- GOAL OF THE EXERCISE
Find "A single point marks each instance of the long" in the records that follow; print that line and each subsequent line through the last one, verbatim and with nothing added.

- AVAILABLE RECORDS
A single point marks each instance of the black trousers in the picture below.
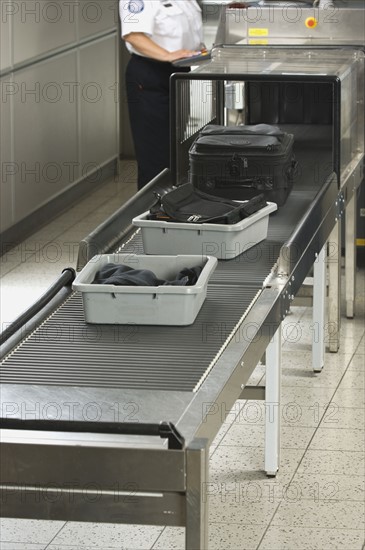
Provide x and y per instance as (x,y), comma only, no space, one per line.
(147,83)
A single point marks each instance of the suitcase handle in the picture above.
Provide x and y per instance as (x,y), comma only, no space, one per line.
(260,183)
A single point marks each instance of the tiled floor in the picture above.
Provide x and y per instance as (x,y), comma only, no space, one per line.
(316,502)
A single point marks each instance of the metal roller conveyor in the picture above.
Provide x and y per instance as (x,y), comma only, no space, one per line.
(121,411)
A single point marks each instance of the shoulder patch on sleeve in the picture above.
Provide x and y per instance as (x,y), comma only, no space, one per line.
(135,6)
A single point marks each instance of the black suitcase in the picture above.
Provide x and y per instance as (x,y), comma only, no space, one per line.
(238,162)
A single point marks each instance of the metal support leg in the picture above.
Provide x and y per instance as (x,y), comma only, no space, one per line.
(319,296)
(334,287)
(350,255)
(196,533)
(272,404)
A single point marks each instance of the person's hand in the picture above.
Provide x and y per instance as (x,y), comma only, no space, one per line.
(180,54)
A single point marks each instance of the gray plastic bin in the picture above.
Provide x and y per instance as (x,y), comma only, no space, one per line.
(220,240)
(146,305)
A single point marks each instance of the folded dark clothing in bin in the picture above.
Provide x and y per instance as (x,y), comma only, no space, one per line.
(113,274)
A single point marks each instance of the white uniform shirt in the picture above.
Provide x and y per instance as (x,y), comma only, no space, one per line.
(172,24)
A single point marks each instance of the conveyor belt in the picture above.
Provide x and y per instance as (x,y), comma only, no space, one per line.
(66,351)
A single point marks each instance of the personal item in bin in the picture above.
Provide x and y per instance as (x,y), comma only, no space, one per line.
(113,274)
(186,204)
(238,162)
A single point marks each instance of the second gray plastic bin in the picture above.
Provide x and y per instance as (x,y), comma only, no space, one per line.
(145,305)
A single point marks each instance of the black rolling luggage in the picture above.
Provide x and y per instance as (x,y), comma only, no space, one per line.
(238,162)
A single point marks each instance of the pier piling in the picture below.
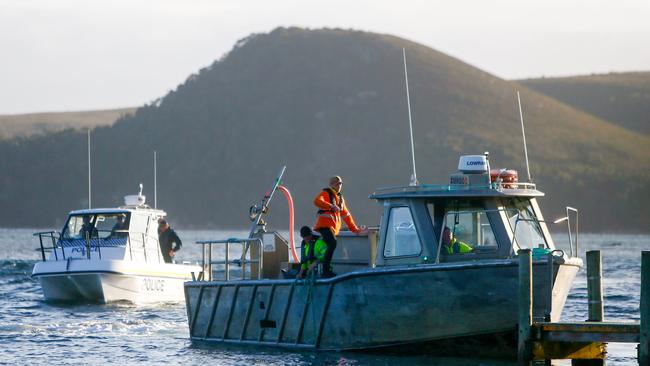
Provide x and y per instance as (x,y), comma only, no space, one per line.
(525,306)
(582,342)
(595,302)
(595,286)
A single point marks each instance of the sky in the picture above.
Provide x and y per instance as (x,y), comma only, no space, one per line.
(69,55)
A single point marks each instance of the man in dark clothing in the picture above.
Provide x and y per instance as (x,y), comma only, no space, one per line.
(170,243)
(88,230)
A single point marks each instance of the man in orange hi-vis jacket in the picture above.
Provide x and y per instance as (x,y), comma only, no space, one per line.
(331,210)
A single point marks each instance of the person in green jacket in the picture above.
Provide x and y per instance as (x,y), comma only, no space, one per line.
(452,246)
(313,251)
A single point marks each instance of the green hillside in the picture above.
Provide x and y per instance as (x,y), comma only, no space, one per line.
(327,102)
(622,98)
(22,125)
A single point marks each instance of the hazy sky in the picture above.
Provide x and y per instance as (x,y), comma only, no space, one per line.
(86,54)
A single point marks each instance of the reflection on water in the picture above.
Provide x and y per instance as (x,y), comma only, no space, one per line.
(35,332)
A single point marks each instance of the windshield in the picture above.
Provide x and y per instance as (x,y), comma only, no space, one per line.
(89,226)
(525,225)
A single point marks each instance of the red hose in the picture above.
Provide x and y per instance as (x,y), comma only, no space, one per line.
(292,244)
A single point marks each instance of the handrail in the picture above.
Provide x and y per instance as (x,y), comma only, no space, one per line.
(208,262)
(459,187)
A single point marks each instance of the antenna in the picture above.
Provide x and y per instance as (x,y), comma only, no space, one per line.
(414,177)
(155,183)
(89,181)
(523,133)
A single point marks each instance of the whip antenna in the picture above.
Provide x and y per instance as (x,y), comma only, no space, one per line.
(523,133)
(155,182)
(414,177)
(89,181)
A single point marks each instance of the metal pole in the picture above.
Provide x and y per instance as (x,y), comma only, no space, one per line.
(595,286)
(89,181)
(414,178)
(226,264)
(525,306)
(644,307)
(551,279)
(523,133)
(155,182)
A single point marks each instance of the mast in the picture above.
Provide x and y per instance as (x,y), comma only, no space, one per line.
(523,133)
(89,180)
(155,182)
(414,177)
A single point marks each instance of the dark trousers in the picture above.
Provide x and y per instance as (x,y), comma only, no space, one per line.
(330,240)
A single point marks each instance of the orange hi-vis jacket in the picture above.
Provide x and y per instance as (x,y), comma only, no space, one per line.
(330,219)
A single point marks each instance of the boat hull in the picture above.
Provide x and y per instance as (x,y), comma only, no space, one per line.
(371,308)
(111,281)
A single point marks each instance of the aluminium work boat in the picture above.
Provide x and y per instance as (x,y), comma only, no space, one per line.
(400,285)
(110,254)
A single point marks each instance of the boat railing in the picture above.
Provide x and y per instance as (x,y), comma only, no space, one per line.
(207,261)
(115,238)
(498,186)
(53,236)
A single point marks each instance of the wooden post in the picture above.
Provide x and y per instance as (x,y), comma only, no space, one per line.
(595,286)
(644,348)
(595,299)
(525,306)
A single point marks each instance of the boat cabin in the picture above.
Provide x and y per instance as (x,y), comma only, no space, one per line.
(128,232)
(477,216)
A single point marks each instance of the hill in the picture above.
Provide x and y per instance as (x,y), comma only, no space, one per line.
(622,98)
(327,102)
(22,125)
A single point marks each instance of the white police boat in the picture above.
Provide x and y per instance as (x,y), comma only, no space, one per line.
(110,254)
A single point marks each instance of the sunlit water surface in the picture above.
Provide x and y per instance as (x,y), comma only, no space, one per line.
(35,332)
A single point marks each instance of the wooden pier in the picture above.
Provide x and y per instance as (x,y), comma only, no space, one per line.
(582,342)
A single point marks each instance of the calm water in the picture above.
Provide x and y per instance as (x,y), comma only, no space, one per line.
(34,332)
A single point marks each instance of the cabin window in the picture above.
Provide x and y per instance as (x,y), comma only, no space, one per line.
(112,225)
(401,236)
(525,225)
(467,232)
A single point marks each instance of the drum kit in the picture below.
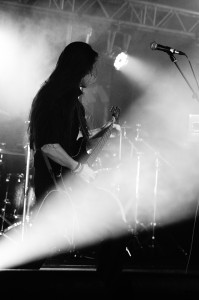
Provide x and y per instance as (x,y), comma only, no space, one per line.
(123,164)
(16,188)
(133,166)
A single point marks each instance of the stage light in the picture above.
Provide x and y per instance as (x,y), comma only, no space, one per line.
(121,60)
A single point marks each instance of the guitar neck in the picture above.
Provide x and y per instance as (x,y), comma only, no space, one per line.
(99,146)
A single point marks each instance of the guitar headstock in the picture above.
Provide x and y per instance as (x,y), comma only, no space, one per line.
(115,111)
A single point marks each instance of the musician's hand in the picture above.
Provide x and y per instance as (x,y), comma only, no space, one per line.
(87,173)
(117,126)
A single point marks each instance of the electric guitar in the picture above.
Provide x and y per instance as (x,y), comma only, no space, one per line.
(88,150)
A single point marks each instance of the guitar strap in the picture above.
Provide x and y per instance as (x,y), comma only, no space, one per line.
(50,169)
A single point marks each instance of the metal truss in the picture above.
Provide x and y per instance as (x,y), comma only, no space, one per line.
(123,13)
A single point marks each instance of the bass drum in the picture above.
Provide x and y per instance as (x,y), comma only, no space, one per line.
(14,232)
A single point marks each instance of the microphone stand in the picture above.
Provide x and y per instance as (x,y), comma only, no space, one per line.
(25,204)
(174,60)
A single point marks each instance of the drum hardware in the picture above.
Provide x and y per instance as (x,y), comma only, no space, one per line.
(6,202)
(25,217)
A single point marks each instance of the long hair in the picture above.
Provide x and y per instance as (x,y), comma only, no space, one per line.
(75,61)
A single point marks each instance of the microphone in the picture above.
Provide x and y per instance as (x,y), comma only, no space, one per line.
(169,50)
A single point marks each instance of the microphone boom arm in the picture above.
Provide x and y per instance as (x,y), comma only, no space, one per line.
(174,60)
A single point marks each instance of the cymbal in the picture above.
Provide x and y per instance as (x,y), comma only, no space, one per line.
(5,151)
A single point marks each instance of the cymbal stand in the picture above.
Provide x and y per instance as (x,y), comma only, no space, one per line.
(155,199)
(6,202)
(25,217)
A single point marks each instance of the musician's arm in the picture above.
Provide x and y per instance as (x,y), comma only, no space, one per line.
(98,132)
(59,155)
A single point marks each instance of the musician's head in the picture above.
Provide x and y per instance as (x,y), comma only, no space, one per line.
(76,64)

- EXERCISE ANSWER
A single point marks each instance of the long hair in the picture above.
Provide x and y per instance as (x,y), comma only, no space, one per line.
(75,61)
A single point marks each instance of the microphone in the picture above.
Provide x and y per instance as (x,y), comma only, no space, one per line.
(169,50)
A single point marks each instance of the microphone boom arm in the picture above.
Provide x and y per instance as (x,y), comma only, no space, one per line.
(174,60)
A single point marks each instance of the cymbal in the picture above.
Provide x and y per instance as (x,y), comma only, no space, one per line.
(5,151)
A single point marks each instance of the cymbal stand in the picture above.
Provide x and y per instance as (x,y), comma only, no space, one per line.
(155,199)
(6,202)
(25,217)
A single point marks each instance of the musician's arm in the picture above.
Provide x and y per instance as (x,y), comma only, no space, one per line.
(98,132)
(59,155)
A single point marks each instance of the musician's head in the picture above.
Provide x and y per instance as (x,y), comma only, no space, one per line.
(76,64)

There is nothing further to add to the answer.